→ **Records for this exercise**:
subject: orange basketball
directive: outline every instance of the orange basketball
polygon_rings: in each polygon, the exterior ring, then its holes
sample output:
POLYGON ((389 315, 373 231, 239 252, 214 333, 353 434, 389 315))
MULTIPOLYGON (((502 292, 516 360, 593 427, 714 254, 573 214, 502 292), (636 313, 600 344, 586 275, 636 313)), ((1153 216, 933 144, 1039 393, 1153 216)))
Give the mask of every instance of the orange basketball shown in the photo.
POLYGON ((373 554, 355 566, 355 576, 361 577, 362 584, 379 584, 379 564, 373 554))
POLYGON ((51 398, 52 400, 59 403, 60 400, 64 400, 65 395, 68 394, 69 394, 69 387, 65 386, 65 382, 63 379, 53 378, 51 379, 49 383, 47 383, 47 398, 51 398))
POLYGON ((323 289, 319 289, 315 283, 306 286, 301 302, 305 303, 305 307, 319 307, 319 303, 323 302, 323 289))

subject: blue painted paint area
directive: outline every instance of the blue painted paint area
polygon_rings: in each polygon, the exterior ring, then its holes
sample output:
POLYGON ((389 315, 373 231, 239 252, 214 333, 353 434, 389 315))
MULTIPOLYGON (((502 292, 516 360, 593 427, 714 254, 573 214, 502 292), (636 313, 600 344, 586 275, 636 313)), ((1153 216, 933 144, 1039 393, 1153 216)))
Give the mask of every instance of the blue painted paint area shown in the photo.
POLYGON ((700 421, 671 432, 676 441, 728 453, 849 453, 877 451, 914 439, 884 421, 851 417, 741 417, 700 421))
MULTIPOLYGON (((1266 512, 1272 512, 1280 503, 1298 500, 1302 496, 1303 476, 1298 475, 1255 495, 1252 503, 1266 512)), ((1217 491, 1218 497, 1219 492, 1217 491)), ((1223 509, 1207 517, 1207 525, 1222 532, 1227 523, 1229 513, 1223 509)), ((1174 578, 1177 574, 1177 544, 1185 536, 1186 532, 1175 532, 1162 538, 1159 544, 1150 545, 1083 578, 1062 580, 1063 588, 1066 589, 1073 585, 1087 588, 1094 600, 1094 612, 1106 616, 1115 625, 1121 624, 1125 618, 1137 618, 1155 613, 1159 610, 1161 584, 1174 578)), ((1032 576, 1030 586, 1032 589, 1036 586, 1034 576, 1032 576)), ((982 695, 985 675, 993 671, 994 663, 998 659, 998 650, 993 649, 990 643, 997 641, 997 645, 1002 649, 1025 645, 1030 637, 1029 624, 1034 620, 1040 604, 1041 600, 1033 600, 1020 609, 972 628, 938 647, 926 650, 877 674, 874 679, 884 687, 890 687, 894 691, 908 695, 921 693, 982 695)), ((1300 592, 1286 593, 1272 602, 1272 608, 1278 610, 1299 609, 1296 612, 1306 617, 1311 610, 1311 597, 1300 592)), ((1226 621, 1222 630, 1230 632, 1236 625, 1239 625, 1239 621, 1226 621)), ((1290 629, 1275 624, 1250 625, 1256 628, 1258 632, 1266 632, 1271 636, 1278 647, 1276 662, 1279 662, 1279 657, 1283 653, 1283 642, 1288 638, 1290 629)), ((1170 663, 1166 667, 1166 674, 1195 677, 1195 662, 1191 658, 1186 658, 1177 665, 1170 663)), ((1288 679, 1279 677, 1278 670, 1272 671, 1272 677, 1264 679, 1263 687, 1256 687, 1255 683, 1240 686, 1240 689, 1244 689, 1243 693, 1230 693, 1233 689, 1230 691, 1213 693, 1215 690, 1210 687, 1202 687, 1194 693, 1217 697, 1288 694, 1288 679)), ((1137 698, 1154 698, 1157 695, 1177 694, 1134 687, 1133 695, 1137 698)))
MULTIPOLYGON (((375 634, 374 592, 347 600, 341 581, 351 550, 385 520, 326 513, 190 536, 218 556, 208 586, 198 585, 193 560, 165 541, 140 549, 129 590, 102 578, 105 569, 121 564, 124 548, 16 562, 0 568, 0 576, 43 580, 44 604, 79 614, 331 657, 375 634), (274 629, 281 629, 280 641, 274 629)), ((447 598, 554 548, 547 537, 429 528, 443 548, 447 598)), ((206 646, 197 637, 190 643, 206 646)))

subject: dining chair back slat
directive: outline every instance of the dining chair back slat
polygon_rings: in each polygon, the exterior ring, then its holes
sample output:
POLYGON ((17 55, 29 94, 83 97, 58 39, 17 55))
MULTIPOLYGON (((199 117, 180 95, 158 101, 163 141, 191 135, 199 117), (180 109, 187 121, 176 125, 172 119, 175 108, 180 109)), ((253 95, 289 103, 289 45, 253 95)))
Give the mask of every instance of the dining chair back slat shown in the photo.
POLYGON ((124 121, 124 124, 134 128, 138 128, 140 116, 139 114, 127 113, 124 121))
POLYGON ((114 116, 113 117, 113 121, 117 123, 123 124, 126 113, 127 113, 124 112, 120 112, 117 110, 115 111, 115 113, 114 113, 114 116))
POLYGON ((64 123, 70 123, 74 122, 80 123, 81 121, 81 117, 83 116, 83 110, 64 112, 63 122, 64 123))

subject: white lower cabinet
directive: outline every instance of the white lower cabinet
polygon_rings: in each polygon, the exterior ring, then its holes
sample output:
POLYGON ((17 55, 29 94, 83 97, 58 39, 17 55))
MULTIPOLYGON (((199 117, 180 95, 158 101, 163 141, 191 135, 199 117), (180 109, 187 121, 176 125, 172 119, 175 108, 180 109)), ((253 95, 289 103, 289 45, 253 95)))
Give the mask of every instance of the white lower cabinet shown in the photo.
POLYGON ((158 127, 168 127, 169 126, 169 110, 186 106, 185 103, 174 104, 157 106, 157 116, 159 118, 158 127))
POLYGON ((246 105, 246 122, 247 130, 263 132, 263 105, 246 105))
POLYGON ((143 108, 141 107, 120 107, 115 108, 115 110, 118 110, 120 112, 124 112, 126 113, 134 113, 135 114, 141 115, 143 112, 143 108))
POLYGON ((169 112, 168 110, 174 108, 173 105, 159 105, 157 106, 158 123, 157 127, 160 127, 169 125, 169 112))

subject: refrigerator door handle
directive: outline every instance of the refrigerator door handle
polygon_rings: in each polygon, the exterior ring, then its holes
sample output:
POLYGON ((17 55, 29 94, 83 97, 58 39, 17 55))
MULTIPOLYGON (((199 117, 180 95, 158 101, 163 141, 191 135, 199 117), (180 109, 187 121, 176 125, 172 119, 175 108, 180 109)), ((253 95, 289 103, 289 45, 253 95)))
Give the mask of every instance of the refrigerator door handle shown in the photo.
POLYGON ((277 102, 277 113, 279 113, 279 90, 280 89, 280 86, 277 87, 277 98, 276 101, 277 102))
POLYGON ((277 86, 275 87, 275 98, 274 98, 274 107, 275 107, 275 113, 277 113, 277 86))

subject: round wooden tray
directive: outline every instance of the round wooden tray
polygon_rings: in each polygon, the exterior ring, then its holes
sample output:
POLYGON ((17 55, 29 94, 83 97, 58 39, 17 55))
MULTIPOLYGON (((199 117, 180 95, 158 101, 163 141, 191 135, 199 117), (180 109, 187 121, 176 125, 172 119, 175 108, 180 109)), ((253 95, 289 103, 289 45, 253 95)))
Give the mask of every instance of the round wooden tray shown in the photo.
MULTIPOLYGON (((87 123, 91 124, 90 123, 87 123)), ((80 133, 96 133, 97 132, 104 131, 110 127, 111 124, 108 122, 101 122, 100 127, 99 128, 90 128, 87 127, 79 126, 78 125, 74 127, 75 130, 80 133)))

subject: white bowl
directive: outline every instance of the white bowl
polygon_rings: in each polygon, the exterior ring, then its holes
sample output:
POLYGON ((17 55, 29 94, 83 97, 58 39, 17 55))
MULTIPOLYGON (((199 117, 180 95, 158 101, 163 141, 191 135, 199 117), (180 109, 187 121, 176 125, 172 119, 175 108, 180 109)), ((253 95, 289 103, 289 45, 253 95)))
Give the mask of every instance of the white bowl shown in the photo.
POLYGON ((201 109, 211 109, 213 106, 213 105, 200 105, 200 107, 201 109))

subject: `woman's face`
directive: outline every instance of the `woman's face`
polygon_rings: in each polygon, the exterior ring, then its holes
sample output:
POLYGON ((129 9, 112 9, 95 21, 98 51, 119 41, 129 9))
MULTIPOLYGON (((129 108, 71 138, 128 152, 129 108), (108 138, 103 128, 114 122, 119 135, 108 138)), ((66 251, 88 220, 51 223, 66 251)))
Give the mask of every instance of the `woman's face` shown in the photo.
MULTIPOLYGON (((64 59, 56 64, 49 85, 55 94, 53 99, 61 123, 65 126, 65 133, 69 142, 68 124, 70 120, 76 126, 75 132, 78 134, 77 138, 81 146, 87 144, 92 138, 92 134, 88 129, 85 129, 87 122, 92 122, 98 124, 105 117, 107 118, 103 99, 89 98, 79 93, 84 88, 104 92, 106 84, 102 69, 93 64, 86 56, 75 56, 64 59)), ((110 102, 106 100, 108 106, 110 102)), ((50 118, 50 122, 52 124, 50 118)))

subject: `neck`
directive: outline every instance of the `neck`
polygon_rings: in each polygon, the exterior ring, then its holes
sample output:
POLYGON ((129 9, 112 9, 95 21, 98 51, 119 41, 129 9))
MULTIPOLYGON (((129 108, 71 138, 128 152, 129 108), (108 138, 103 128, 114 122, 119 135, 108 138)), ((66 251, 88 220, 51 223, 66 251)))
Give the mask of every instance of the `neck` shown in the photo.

→ **Instruction**:
Please copy out the records from the line containing "subject: refrigerator door handle" through the line containing "MULTIPOLYGON (((87 123, 91", keeping every character unchanged.

→ **Exercise result**:
subject: refrigerator door handle
directive: outline every instance of the refrigerator door handle
polygon_rings: in each polygon, the exterior ring, then its holes
sample output:
POLYGON ((17 55, 29 94, 83 97, 58 39, 17 55))
MULTIPOLYGON (((199 117, 180 95, 158 101, 163 141, 191 135, 199 117), (180 109, 187 121, 176 125, 172 119, 175 108, 180 109)), ((253 95, 289 103, 289 45, 253 95)))
Give the mask of every instance of the refrigerator door handle shown in the photo.
POLYGON ((277 102, 277 113, 279 113, 279 90, 280 89, 280 86, 277 87, 277 98, 276 101, 277 102))
POLYGON ((277 86, 275 87, 275 98, 274 98, 274 107, 275 107, 275 113, 277 113, 277 86))

subject: round wooden tray
directive: outline every instance of the round wooden tray
polygon_rings: in each polygon, the exterior ring, then its holes
sample output:
POLYGON ((17 55, 29 94, 83 97, 58 39, 17 55))
MULTIPOLYGON (((199 117, 180 95, 158 101, 163 141, 191 135, 199 117), (180 109, 187 121, 176 125, 172 119, 175 108, 180 109)), ((253 95, 289 103, 289 45, 253 95)))
Give the mask of every instance of the round wooden tray shown in the photo.
MULTIPOLYGON (((87 123, 91 124, 90 123, 87 123)), ((80 133, 96 133, 97 132, 104 131, 110 127, 111 124, 108 122, 101 122, 100 127, 99 128, 90 128, 87 127, 79 126, 78 125, 74 127, 75 130, 80 133)))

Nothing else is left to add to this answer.